Your task. Lay out every line of the stored items below as a numbered list, leaving out the blank lines.

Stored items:
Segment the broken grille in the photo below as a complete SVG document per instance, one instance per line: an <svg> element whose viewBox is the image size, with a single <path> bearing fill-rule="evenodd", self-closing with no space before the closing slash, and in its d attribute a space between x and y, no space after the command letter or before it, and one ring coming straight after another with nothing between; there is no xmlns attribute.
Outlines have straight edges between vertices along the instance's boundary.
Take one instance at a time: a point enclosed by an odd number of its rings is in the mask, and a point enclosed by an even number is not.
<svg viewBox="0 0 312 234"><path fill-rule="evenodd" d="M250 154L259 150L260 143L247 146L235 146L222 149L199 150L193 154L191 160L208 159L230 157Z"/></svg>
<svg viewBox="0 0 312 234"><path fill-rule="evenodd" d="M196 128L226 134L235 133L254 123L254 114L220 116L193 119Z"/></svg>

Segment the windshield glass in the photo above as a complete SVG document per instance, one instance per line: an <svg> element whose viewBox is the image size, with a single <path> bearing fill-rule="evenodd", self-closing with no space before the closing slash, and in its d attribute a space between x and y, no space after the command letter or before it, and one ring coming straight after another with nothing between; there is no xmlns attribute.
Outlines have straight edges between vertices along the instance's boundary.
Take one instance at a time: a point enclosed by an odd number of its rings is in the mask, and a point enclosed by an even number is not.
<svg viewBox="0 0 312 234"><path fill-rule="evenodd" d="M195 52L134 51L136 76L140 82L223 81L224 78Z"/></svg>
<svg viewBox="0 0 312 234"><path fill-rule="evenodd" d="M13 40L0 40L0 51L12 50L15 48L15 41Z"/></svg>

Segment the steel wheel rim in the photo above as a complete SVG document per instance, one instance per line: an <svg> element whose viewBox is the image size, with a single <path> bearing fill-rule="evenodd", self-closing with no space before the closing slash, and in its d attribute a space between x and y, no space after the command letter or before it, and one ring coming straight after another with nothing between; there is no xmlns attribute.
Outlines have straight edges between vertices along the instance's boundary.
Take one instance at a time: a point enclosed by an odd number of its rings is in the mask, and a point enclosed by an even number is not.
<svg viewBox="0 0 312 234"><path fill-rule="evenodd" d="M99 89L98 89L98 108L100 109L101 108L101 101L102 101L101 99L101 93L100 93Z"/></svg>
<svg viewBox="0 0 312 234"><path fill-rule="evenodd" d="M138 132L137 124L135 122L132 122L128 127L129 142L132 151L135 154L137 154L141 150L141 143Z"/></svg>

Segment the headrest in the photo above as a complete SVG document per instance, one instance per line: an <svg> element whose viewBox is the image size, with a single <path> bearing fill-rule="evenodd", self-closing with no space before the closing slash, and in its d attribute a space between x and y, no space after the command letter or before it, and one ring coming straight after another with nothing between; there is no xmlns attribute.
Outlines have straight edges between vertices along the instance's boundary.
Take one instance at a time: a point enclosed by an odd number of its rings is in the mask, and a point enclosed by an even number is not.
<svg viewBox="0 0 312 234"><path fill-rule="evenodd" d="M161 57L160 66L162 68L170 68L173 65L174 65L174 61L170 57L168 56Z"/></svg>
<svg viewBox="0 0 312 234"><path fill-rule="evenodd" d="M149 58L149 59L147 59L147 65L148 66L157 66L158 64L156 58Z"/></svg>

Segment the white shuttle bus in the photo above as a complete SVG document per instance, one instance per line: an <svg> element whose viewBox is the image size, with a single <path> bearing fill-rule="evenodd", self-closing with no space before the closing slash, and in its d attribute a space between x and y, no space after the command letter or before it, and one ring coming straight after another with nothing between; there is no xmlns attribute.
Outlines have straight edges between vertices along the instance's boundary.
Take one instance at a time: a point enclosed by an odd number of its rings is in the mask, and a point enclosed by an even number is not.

Answer to the exercise.
1. Segment the broken grille in the photo below as a complete SVG document per instance, one instance per line: an <svg> element whose viewBox is the image size, with a single <path> bearing fill-rule="evenodd", self-closing with no space before the closing slash, and in its d attribute a space between x and y, no space after the command letter or before it, and one ring coming straight after another with nothing between; there is no xmlns attribute.
2. Outlines have straight edges between vertices along the instance's boundary.
3. Take one instance at a time: a point enclosed by an odd number of its rings is in the mask, and a point enclosed by an even number is not.
4. <svg viewBox="0 0 312 234"><path fill-rule="evenodd" d="M250 154L259 150L260 143L247 146L235 146L222 149L199 150L193 154L191 160L208 159L230 157Z"/></svg>
5. <svg viewBox="0 0 312 234"><path fill-rule="evenodd" d="M196 128L226 134L235 133L254 123L254 114L220 116L193 119Z"/></svg>
6. Segment the windshield glass in the photo above as a complete SVG document per instance, one instance per line: an <svg> element whose viewBox is the image size, with a single <path> bearing fill-rule="evenodd", self-closing with no space before the closing slash, and in its d attribute a space between x and y, no space after the command letter or before it, and one ring coming straight after another with nothing between; there is no xmlns attribute.
7. Outlines have straight edges between vertices along the instance's boundary.
8. Take one instance at a time: a point enclosed by an odd number of its rings is in the mask, and a point enclosed by an even number is not.
9. <svg viewBox="0 0 312 234"><path fill-rule="evenodd" d="M195 52L134 51L136 76L140 82L223 81L224 78Z"/></svg>
10. <svg viewBox="0 0 312 234"><path fill-rule="evenodd" d="M13 40L0 40L0 51L12 50L15 48L15 41Z"/></svg>
11. Segment the steel wheel rim in the photo above as a complete SVG document per instance, one instance per line: an <svg> element whose viewBox is the image size, with a single <path> bearing fill-rule="evenodd", self-closing with no space before the closing slash, and in its d attribute a space between x and y, no space after the command letter or before it, and one ring coming straight after another with nothing between; there is no xmlns attribute.
12. Outlines have straight edges between vertices along the instance's boundary.
13. Take one instance at a time: a point enclosed by an odd number of its rings is in the mask, and a point enclosed by an even number is not.
14. <svg viewBox="0 0 312 234"><path fill-rule="evenodd" d="M99 89L98 89L98 108L100 109L101 108L101 101L102 101L101 99L101 93L100 93Z"/></svg>
15. <svg viewBox="0 0 312 234"><path fill-rule="evenodd" d="M138 132L137 124L135 122L132 122L128 127L129 142L132 151L135 154L137 154L141 150L141 143Z"/></svg>
16. Segment the headrest in the photo above as a complete SVG document per instance, one instance per line: an <svg> element whose viewBox is the image size, with a single <path> bearing fill-rule="evenodd", self-closing with no space before the closing slash, and in its d attribute a space between x and y, no space after the command letter or before it, and one ring coming straight after another with nothing between; there is no xmlns attribute.
17. Outlines have straight edges between vertices along the instance's boundary.
18. Take one instance at a time: a point enclosed by an odd number of its rings is in the mask, and a point enclosed by an even number is not.
19. <svg viewBox="0 0 312 234"><path fill-rule="evenodd" d="M161 57L160 66L162 68L170 68L173 65L174 65L174 61L170 57L168 56Z"/></svg>
20. <svg viewBox="0 0 312 234"><path fill-rule="evenodd" d="M149 58L149 59L147 59L147 65L148 66L157 66L158 64L156 58Z"/></svg>
21. Segment the white shuttle bus in the photo above as a complete SVG document per instance, one instance per line: an <svg> element whose viewBox is the image size, with a single <path> bearing fill-rule="evenodd", self-closing with no space before the closing slash, and in its d attribute a space between x and y, no space after the command letter or before it, and one ring coming straight after another with nothing between; there is no xmlns attribute.
22. Outlines have straight edges between vertices along the instance's boundary.
23. Take one instance at a time: a point enclosed by an odd number of its rings is in the mask, and a point enclosed by an even number is not.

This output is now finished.